» **TEXTO FORNECIDO**
+++
Na Cimeira da Parceria Oriental, em Vilnius, em 28 e 29 de Novembro de 2013, Ianukovitch disse a Merkel que ainda não era oportuno assinar o acordo com a União Europeia, devido ao diálogo que mantinha com a Rússia e os países da CEI.

 
Segue-se a descrição dos protestos na praça Maidan, em que a multidão [comandada especialmente pelos Estados Unidos, penso eu] agrediu os próprios delegados da oposição que tinham chegado a um acordo com Ianukovitch. Verifica-se depois a fuga deste e a eleição de Oleksandr Turtchynov para presidente do Parlamento e logo a seguir para presidente da República interino. Em 23 de Fevereiro de 2014, o primeiro-ministro russo, Dmitri Medvedev ordenou a retirada do embaixador russo em Kiev. Em 28 de Fevereiro, homens armados de fardas verdes sem qualquer identificação oficial começaram a ocupar a Crimeia. No dia 1 de Março, Merkel telefona a Putin, que nega a intervenção. «E assim, como muito em breve vim a perceber sem margem para dúvidas, ele mentiu-me descaradamente. Jamais tal havia acontecido nas nossas conversas até àquele dia, pelo menos daquela forma. Não cortei o contacto com ele, não era uma opção que estivesse realmente em cima da mesa, mas daí em diante a nossa relação mudou.» (p. 449)
+++
» **DADOS FORNECIDOS**
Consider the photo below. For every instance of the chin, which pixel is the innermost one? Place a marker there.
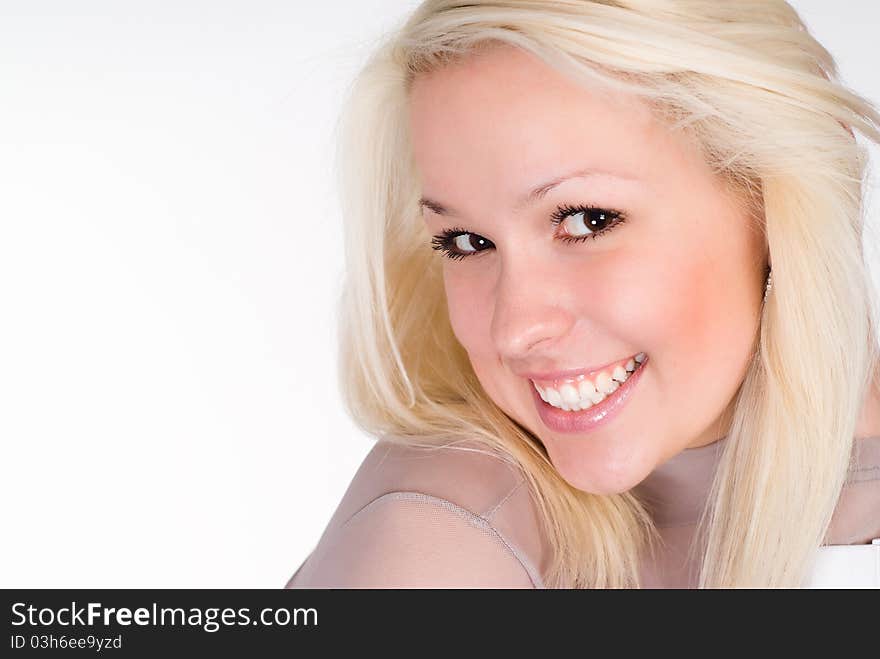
(596, 471)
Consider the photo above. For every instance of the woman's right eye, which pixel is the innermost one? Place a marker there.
(458, 243)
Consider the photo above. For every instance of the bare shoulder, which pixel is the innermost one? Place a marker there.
(869, 420)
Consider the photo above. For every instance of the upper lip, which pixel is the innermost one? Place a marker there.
(572, 372)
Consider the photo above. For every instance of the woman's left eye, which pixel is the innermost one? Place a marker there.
(580, 222)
+++
» **ATIVIDADE**
Segundo o texto fornecido, quem ordenou a retirada do embaixador russo em Kiev em 23 de Fevereiro de 2014?

» **RESULTADO DA TAREFA**
O primeiro-ministro russo, Dmitri Medvedev.